__The task__. In the data below, find the line containing "Would you mind pinning the black"; reproduce that line and all subsequent lines exactly, and nothing else.

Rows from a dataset

━━━━━━━━━━━━━━━━

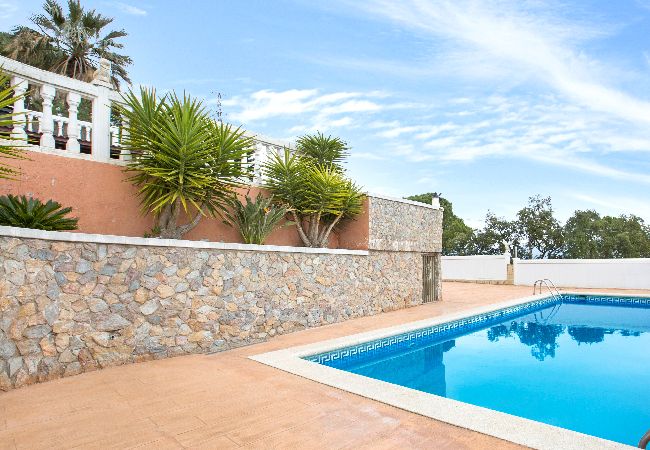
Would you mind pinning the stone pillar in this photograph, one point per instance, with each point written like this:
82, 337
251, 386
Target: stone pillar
47, 124
101, 132
20, 87
72, 145
437, 276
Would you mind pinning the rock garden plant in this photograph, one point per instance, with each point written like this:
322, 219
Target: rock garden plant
26, 212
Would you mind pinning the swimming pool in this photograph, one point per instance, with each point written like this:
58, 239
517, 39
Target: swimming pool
580, 363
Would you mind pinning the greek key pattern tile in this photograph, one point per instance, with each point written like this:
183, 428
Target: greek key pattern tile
393, 344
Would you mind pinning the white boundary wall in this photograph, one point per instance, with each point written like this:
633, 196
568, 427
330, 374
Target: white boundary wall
629, 273
478, 267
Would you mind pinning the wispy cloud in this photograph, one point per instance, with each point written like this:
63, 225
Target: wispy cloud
310, 109
616, 205
517, 39
130, 9
7, 9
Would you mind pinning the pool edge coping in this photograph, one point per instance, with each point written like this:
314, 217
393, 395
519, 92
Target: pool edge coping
501, 425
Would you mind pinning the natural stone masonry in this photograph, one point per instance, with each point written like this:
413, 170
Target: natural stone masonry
69, 307
404, 226
73, 302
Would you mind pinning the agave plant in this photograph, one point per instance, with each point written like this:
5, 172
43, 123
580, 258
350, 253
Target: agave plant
256, 219
26, 212
8, 149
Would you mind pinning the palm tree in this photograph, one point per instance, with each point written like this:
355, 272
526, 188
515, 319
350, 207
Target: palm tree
69, 44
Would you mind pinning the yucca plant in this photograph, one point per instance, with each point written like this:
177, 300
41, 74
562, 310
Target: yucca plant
312, 183
26, 212
9, 148
255, 219
182, 160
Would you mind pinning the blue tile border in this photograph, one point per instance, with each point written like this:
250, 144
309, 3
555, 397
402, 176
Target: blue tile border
393, 344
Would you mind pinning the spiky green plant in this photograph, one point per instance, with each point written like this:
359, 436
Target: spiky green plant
322, 150
69, 43
182, 161
27, 212
9, 148
316, 190
256, 219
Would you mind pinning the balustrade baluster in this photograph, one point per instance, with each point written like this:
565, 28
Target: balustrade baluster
125, 155
46, 123
20, 87
72, 145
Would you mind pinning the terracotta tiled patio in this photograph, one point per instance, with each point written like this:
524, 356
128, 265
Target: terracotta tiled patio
225, 400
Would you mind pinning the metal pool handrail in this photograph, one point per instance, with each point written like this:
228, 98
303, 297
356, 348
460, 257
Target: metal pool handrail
645, 440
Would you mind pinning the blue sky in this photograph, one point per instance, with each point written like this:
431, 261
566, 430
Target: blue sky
486, 102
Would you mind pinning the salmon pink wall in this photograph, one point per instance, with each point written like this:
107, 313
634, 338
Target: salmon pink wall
106, 204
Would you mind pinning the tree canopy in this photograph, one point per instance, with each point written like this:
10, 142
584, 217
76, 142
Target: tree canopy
68, 43
535, 232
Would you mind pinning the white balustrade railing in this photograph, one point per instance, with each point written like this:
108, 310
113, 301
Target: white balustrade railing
77, 136
50, 129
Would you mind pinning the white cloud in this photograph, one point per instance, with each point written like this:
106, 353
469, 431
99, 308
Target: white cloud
130, 9
7, 9
615, 204
516, 39
309, 108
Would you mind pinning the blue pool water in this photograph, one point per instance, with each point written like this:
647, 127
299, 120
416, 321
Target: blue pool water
582, 363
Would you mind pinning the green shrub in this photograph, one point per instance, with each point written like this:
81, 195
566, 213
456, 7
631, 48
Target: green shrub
255, 219
26, 212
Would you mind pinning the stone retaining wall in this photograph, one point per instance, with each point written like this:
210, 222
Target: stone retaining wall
67, 307
404, 226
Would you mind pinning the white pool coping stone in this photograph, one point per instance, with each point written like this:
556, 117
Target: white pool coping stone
501, 425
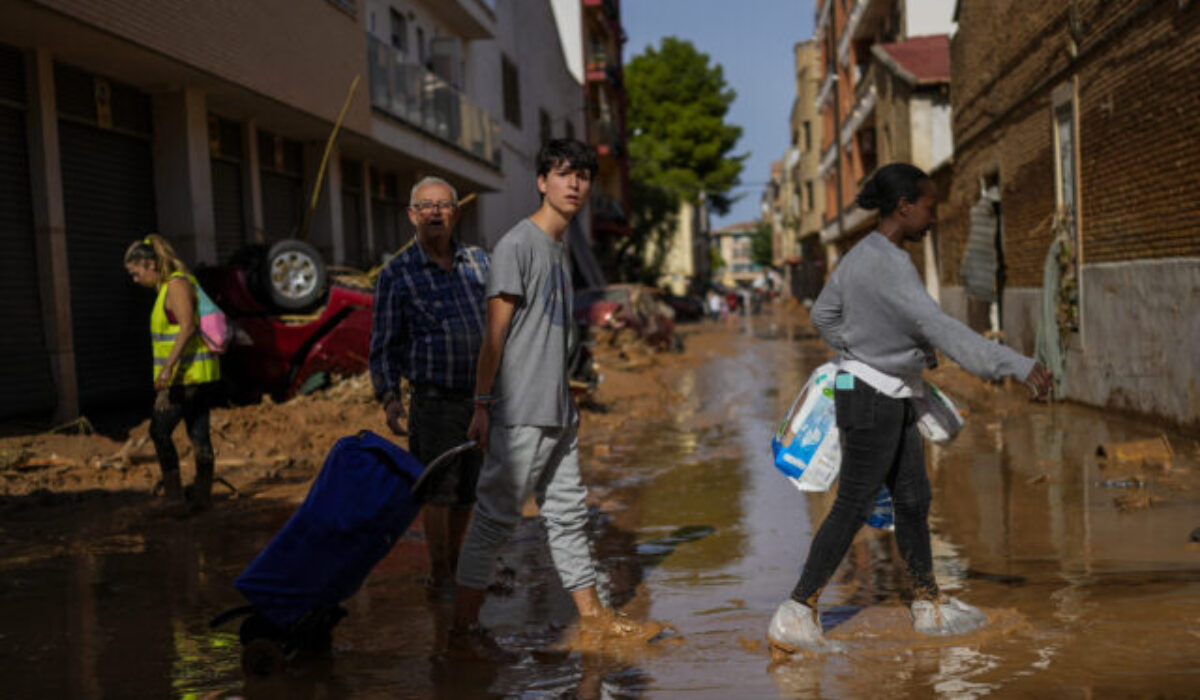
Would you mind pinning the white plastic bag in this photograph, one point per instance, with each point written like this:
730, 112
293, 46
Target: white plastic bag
937, 418
807, 446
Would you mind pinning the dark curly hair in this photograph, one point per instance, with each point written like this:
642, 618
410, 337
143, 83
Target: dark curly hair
891, 184
576, 154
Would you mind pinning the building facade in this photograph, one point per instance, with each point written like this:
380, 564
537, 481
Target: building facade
207, 123
736, 246
593, 41
1074, 126
853, 120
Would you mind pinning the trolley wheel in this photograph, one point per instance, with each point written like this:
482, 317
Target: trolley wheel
262, 657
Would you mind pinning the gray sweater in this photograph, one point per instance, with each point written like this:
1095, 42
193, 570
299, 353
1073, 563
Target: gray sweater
875, 310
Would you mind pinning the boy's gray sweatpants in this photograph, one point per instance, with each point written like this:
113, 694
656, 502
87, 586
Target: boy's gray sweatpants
523, 460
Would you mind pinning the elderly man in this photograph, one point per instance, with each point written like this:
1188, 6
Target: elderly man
429, 328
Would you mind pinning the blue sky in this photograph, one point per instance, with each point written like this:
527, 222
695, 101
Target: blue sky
753, 40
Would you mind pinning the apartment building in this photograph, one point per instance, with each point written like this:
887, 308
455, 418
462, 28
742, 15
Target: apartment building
208, 121
1074, 127
593, 41
736, 246
883, 97
798, 251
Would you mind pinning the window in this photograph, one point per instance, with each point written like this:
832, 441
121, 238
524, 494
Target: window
545, 127
1065, 142
399, 31
511, 85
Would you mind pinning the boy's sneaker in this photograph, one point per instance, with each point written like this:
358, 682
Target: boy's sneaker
946, 616
796, 628
616, 626
475, 644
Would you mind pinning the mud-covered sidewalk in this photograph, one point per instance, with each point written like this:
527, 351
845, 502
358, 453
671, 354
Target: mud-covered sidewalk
1081, 561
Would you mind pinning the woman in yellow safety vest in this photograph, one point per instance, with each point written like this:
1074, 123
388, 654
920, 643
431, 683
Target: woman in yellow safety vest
185, 371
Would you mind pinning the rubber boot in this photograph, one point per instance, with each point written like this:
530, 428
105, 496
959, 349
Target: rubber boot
946, 616
202, 488
797, 628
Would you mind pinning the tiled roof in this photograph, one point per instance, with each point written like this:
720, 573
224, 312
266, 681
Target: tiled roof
921, 60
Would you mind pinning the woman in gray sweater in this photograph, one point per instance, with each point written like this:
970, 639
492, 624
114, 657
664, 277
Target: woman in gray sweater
876, 315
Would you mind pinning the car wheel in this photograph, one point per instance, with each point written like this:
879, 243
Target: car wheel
294, 275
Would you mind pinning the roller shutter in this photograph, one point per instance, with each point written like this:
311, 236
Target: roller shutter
227, 159
981, 257
385, 213
282, 181
25, 370
109, 201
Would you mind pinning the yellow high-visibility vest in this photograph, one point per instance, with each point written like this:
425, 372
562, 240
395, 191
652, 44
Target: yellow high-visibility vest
197, 364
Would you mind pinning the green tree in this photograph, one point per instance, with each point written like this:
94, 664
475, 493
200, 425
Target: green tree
762, 245
679, 143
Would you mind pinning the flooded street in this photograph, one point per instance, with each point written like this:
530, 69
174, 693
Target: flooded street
1081, 563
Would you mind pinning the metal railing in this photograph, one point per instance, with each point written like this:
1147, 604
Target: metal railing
418, 97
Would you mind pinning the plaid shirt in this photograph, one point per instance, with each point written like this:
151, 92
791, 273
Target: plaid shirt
429, 323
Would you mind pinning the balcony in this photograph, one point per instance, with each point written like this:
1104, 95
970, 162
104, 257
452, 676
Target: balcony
611, 10
466, 18
423, 100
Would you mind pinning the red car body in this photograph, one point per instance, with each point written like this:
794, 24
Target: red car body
628, 306
276, 353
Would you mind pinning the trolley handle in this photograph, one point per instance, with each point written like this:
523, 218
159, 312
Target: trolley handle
437, 465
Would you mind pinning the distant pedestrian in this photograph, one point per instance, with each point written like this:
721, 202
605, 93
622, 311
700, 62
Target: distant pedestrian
525, 416
429, 328
886, 328
185, 371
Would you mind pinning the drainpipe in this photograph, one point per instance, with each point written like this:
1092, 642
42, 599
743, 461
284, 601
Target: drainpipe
837, 112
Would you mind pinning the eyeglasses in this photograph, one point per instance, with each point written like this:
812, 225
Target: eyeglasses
426, 207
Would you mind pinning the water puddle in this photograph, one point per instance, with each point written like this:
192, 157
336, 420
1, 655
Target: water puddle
1084, 596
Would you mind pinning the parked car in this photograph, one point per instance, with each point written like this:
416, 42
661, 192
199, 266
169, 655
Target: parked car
687, 306
277, 348
628, 307
294, 323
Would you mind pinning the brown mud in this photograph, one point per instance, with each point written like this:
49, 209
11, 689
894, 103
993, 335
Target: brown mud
1081, 561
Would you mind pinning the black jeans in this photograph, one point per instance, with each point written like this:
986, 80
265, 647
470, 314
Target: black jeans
881, 444
190, 404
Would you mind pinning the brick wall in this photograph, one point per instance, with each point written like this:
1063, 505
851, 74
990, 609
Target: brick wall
1139, 135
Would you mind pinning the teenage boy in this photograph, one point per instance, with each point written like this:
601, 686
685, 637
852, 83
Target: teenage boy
525, 417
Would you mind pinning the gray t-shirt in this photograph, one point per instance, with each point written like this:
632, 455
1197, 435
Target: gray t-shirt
875, 310
531, 386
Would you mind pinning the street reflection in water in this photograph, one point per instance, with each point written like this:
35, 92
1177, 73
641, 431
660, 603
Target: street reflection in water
1083, 567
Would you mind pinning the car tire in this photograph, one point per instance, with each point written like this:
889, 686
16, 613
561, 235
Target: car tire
293, 275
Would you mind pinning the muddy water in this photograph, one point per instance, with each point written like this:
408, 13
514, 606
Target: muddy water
1085, 598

━━━━━━━━━━━━━━━━

__Task result__.
Would you mind pinning the black jeans in this photograph, one point per instance, with each point written like this:
986, 80
265, 647
470, 314
Target: black jeans
881, 444
190, 404
Would you mind pinning the brick wall in this photograph, one point per instance, with each point written like this:
1063, 505
851, 74
990, 609
Target: brick wall
1139, 135
Would you mind pinning the teenage boy in this photograph, one point per instance, with each point written like this:
601, 686
685, 637
852, 83
Target: teenage boy
525, 417
Would you mind pinning the gray t-shirt in this photograph, one point per instance, with each point written like this:
632, 455
1197, 435
Target: gray t-shirt
875, 310
531, 386
Would you mind pinning the street reflection in water in this photograph, one point per instance, with each point written like this:
35, 92
1177, 73
641, 431
660, 603
Target: street reflection in water
1083, 567
Would you mind pinning the car tire in this photograph, one point per instance, with each point written like this:
889, 686
16, 613
561, 235
Target: car tire
293, 275
Would you mind pinning the muddy water in this photograph, one point per instance, with each point written like this:
408, 13
514, 606
Target: muddy water
1085, 598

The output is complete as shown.